→ TÂCHES À RÉALISER
A) Selon l'article sur les négociations post-Brexit, à quelle date la sortie du Royaume-Uni de l'Union européenne est-elle devenue effective ?
B) Recopiez le passage de l'article sur les négociations post-Brexit qui s'ouvre sur les mots « Londres exclut de » et se termine par « les règles européennes. ».

Londres exclut de négocier en 2021 en cas d’échec cette année
Le gouvernement britannique a exclu lundi de prolonger l’année prochaine les négociations commerciales post-Brexit avec l’Union européenne en cas d’échec à arriver à un compromis d’ici à la fin de cette année.
«Nous sommes prêts à négocier tant qu’il reste du temps disponible, si nous pensons qu’un accord reste possible», a déclaré à la presse le porte-parole du premier ministre Boris Johnson.
Interrogé sur la possibilité d’une reprise des discussions l’année prochaine, sur la base d’un accord provisoire destiné à éviter un «no deal» le 31 décembre, il a répondu: «Je peux l’exclure».
Londres a déjà refusé à de nombreuses reprises toute prolongation de la période de transition suivant la sortie du Royaume-Uni de l’UE, effective le 31 janvier dernier, pendant laquelle il continue de respecter les règles européennes.

→ MATÉRIEL EXTRAIT
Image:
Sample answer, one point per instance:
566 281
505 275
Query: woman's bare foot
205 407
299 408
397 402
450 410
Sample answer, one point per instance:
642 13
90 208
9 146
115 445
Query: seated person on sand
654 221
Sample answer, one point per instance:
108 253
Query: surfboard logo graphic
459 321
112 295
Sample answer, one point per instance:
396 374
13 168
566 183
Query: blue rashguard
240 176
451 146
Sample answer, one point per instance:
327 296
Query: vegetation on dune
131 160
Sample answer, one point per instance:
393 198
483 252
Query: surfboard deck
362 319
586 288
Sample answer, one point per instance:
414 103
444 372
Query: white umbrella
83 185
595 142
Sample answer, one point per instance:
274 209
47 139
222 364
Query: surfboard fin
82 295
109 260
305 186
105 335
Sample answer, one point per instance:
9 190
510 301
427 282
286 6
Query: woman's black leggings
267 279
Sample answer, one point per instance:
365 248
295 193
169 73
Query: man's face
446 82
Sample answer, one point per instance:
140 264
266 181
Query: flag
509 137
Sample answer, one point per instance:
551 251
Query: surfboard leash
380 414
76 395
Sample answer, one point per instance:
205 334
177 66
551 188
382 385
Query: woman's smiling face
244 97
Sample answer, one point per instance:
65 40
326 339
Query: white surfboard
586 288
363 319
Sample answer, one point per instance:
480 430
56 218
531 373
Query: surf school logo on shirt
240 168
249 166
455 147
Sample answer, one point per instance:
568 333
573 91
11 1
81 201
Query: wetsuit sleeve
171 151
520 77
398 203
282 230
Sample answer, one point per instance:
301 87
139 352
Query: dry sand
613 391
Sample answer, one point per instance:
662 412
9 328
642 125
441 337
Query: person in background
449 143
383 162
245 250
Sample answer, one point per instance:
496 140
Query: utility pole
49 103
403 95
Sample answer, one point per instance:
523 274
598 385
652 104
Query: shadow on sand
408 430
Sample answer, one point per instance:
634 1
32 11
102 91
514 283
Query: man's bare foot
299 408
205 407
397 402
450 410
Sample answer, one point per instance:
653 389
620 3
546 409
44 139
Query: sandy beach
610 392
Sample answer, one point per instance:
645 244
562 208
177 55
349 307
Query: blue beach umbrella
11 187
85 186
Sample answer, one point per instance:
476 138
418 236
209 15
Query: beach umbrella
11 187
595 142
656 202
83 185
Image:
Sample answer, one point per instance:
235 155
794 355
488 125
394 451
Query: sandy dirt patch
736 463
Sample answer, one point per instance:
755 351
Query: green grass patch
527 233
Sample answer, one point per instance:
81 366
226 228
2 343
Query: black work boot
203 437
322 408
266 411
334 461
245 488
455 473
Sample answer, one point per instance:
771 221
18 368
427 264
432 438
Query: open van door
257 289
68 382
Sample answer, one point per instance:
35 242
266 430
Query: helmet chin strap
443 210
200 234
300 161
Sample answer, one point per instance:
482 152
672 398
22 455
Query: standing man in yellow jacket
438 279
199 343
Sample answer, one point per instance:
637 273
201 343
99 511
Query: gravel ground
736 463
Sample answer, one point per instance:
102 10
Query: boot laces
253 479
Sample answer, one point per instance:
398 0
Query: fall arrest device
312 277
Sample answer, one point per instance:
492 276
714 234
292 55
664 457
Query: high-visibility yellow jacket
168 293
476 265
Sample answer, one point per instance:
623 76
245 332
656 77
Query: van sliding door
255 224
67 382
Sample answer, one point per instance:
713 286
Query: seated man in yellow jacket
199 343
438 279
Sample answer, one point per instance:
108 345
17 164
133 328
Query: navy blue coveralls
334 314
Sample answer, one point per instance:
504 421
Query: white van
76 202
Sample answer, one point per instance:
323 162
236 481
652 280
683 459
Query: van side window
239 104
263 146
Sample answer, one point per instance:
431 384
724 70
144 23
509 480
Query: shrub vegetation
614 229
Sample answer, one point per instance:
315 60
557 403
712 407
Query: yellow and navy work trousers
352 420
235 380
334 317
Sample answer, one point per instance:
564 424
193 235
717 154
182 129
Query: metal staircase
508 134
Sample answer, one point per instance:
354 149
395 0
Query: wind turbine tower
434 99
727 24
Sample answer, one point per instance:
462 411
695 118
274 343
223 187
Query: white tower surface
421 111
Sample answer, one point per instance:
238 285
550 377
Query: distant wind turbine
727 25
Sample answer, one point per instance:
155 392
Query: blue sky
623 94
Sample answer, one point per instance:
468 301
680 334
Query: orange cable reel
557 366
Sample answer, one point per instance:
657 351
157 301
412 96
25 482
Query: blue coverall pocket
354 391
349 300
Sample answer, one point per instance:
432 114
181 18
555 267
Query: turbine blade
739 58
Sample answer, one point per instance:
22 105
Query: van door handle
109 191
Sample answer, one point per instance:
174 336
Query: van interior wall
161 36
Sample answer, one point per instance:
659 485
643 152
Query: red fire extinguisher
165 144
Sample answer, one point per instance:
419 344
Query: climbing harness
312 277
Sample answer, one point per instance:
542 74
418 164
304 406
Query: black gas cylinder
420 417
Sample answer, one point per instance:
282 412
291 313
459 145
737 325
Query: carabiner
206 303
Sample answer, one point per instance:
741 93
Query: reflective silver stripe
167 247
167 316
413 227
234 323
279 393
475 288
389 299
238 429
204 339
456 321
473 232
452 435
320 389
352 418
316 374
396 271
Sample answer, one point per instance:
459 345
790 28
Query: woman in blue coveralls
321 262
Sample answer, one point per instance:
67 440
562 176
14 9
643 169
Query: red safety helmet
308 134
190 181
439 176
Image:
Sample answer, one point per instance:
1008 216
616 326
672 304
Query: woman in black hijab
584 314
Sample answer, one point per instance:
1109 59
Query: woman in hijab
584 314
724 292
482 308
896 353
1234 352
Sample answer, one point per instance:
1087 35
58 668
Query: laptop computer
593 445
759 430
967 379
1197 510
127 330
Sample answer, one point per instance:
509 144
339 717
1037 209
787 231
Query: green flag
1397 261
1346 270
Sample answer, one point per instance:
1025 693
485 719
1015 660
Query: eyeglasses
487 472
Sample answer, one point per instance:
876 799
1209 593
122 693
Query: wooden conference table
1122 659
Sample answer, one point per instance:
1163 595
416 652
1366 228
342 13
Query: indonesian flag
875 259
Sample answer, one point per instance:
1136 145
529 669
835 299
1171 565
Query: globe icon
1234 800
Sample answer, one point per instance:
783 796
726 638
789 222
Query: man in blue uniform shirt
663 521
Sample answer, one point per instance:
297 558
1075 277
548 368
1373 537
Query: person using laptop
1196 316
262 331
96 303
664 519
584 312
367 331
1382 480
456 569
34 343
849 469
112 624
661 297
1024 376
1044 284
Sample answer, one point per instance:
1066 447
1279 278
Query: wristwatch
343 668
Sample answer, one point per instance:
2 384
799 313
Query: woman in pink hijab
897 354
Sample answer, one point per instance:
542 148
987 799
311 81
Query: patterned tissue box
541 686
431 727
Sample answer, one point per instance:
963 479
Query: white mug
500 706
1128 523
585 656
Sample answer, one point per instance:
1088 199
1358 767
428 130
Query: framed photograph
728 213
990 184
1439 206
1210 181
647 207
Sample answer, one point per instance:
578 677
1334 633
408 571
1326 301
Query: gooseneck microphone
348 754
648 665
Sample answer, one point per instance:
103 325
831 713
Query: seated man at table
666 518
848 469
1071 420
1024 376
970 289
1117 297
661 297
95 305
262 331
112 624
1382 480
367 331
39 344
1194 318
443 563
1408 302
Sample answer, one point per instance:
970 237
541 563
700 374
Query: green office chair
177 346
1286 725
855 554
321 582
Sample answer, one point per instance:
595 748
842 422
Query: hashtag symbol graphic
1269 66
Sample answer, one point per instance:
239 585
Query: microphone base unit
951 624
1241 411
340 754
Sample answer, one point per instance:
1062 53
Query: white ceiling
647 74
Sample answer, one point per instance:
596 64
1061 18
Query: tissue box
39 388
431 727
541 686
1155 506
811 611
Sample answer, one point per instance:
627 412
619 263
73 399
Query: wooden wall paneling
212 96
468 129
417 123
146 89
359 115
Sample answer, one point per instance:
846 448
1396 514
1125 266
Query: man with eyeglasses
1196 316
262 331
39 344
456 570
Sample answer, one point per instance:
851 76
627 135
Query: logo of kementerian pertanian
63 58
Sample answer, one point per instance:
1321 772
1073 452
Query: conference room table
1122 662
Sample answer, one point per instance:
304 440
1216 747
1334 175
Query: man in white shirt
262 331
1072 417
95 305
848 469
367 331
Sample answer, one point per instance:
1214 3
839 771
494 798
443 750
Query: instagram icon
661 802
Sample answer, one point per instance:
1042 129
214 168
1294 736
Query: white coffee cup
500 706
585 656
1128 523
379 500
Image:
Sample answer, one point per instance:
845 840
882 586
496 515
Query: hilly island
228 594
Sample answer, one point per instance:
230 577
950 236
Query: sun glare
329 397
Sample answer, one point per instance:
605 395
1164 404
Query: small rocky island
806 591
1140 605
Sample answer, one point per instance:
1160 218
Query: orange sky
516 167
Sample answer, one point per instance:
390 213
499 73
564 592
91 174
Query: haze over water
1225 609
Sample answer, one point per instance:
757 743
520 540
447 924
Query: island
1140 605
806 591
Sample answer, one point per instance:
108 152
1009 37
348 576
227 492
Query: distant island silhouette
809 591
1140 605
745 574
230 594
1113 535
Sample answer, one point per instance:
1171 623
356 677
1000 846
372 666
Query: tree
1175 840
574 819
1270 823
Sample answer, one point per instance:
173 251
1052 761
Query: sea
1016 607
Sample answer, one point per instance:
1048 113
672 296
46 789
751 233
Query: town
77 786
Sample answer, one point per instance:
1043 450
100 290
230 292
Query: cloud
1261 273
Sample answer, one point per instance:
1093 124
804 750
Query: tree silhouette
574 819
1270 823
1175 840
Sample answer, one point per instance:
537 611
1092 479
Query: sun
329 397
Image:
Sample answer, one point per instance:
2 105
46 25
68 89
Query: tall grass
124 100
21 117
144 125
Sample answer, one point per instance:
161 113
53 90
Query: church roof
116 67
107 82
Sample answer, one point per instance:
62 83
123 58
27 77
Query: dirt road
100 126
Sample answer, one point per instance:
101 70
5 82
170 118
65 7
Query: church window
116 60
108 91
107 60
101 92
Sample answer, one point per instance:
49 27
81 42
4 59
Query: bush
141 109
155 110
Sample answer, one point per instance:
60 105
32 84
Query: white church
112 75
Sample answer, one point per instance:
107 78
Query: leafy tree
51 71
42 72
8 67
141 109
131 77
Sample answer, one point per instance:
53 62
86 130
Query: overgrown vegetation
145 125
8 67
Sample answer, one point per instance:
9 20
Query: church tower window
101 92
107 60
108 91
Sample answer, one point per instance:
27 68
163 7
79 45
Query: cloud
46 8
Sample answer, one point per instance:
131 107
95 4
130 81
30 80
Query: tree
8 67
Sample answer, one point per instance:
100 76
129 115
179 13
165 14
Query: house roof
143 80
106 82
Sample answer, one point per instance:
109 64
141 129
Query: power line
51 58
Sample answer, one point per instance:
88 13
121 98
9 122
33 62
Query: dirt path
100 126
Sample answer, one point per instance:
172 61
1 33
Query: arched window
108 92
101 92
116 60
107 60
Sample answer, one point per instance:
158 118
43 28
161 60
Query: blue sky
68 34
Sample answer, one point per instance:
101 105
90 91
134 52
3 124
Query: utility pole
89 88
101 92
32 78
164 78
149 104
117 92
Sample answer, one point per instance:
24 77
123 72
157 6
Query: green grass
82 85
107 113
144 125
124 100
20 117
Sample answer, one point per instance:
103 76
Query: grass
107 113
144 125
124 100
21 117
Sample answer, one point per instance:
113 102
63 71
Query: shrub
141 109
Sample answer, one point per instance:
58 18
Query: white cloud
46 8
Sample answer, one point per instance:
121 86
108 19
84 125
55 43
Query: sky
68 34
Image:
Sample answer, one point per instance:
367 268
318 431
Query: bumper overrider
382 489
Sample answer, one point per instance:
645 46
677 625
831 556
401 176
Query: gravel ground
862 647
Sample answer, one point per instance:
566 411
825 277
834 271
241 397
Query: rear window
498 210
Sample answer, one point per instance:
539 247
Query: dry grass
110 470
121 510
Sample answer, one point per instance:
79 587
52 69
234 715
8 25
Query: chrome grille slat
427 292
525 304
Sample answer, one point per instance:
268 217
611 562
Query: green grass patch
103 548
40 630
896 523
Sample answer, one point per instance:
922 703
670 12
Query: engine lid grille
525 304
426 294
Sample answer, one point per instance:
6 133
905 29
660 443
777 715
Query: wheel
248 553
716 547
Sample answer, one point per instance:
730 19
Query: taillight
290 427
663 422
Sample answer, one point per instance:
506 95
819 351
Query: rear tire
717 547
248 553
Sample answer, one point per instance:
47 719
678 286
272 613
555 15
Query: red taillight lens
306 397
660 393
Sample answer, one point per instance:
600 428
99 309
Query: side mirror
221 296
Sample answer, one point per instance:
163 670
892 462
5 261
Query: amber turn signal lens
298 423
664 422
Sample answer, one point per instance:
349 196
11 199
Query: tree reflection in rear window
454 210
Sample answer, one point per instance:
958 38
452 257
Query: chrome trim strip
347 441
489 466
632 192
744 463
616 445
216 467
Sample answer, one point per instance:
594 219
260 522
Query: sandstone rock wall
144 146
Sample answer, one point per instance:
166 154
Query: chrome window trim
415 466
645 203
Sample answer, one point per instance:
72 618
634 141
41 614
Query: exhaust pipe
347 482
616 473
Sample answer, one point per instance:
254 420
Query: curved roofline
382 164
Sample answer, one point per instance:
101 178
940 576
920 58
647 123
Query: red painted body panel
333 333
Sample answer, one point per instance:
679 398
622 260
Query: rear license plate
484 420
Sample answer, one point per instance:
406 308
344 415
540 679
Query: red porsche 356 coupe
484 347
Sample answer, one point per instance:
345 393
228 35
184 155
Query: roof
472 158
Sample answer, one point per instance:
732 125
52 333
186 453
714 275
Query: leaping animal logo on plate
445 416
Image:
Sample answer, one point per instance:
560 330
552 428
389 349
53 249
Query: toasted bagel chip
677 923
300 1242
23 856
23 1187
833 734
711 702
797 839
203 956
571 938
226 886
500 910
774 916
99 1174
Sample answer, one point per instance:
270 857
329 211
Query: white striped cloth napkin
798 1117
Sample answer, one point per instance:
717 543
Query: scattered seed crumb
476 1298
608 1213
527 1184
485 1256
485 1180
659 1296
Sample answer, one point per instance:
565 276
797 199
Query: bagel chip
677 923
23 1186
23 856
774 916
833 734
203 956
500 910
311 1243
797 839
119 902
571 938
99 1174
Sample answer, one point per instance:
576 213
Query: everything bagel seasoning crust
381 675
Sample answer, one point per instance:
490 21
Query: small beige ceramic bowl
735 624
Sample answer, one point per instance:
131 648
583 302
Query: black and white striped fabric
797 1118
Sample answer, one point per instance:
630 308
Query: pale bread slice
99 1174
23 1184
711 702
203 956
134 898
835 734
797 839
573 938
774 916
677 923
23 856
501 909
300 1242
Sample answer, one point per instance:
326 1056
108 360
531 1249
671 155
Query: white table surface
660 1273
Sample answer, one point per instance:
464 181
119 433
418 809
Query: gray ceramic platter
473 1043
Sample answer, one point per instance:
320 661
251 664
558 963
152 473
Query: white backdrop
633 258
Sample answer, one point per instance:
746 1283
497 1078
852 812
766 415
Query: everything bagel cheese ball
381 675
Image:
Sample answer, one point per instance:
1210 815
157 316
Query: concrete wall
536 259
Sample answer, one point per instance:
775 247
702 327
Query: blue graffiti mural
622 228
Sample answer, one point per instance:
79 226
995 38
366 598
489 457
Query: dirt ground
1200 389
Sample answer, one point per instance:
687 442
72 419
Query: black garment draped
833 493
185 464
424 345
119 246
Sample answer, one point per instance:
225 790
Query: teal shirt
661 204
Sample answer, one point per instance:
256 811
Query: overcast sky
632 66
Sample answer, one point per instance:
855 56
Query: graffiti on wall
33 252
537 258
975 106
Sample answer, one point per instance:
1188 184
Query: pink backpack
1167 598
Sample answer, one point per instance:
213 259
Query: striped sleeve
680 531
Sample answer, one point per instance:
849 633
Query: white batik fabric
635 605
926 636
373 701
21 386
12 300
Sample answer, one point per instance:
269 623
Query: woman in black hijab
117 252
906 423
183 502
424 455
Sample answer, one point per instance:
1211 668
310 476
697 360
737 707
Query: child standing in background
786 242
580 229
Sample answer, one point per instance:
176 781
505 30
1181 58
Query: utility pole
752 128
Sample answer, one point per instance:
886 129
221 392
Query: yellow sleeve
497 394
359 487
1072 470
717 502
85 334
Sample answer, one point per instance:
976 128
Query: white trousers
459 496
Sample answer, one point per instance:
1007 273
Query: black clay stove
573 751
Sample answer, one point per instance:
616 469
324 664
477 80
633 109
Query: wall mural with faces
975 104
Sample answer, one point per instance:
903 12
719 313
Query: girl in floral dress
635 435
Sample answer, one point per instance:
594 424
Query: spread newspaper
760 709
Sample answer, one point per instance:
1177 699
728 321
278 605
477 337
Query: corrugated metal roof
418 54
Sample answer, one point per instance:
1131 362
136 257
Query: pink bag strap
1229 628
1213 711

→ RÉPONSES DE L'EXERCICE
A) Le 31 janvier dernier.

B)
Londres exclut de négocier en 2021 en cas d’échec cette année
Le gouvernement britannique a exclu lundi de prolonger l’année prochaine les négociations commerciales post-Brexit avec l’Union européenne en cas d’échec à arriver à un compromis d’ici à la fin de cette année.
«Nous sommes prêts à négocier tant qu’il reste du temps disponible, si nous pensons qu’un accord reste possible», a déclaré à la presse le porte-parole du premier ministre Boris Johnson.
Interrogé sur la possibilité d’une reprise des discussions l’année prochaine, sur la base d’un accord provisoire destiné à éviter un «no deal» le 31 décembre, il a répondu: «Je peux l’exclure».
Londres a déjà refusé à de nombreuses reprises toute prolongation de la période de transition suivant la sortie du Royaume-Uni de l’UE, effective le 31 janvier dernier, pendant laquelle il continue de respecter les règles européennes.